RECORDS PROVIDED –
---
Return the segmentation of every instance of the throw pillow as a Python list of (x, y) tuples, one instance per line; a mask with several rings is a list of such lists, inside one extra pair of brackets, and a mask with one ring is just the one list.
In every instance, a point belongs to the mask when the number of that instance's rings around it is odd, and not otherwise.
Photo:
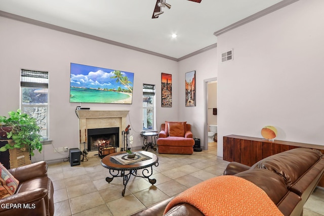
---
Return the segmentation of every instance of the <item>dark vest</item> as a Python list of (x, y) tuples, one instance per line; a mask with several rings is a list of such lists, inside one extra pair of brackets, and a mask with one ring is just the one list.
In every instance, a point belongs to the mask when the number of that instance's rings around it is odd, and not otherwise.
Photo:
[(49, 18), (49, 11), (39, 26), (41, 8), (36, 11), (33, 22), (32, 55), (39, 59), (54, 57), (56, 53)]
---
PROBLEM TO SOLVE –
Report every line of the items above that contains the word "pair". Case counts.

TASK OUTPUT –
Return the segmentation of every instance of the throw pillow as a Python list of (x, y) tuples, one instance per line; a mask with several rings is a list of such lists, inside one extra pair of brackets, and a mask with one ring is just the one list.
Return the segmentation of every instance of the <item>dark vest</item> as a Python list of (x, y) tuples, one instance per line; a mask with several rings is a list of such lists, inside one extra pair of brackets, and a mask with one ring is just the one list.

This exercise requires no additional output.